■ PROBLEM DESCRIPTION ■
Format the lines below as a JSON list of strings with one string per line, omitting blank lines. Begin at the line that contains "Isolate sand spit." and continue through the last line.

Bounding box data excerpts
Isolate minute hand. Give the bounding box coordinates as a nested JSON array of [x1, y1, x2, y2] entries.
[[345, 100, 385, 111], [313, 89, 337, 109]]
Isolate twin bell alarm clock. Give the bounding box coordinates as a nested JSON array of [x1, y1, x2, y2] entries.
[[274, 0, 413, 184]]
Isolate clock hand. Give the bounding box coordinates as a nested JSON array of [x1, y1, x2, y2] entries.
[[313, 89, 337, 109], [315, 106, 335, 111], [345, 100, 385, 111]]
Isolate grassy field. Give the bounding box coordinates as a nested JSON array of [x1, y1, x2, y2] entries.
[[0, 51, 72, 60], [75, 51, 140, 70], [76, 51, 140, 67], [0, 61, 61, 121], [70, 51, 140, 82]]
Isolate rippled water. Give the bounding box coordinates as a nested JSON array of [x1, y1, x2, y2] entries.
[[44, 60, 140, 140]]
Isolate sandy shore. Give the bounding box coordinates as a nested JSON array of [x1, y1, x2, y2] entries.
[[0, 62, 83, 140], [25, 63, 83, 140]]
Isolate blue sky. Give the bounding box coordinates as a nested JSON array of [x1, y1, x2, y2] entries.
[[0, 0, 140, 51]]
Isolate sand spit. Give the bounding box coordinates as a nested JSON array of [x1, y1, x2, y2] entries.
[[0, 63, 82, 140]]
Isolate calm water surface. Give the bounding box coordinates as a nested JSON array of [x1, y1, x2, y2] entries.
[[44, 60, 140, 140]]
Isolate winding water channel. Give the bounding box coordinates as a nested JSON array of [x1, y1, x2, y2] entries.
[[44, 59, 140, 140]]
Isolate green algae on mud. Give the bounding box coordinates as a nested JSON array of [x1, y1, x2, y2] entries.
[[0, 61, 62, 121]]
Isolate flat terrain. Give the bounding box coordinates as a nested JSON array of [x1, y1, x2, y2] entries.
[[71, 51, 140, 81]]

■ ANSWER TO THIS PROBLEM ■
[
  "Isolate sand spit. Give the bounding box coordinates as a nested JSON array of [x1, y1, x2, y2] entries.",
  "[[0, 63, 82, 140]]",
  "Isolate calm water surface. Give the bounding box coordinates as a nested JSON array of [x1, y1, x2, y2] entries.",
  "[[44, 60, 140, 140]]",
  "Isolate winding water channel. Give the bounding box coordinates as a nested JSON array of [x1, y1, x2, y2] entries.",
  "[[44, 59, 140, 140]]",
  "Isolate green algae on mud. Give the bounding box coordinates as a nested JSON array of [x1, y1, x2, y2] entries.",
  "[[0, 61, 62, 121]]",
  "Isolate flat terrain. Give the bounding box coordinates as a nested JSON array of [x1, y1, x2, y2] entries.",
  "[[71, 51, 140, 81]]"
]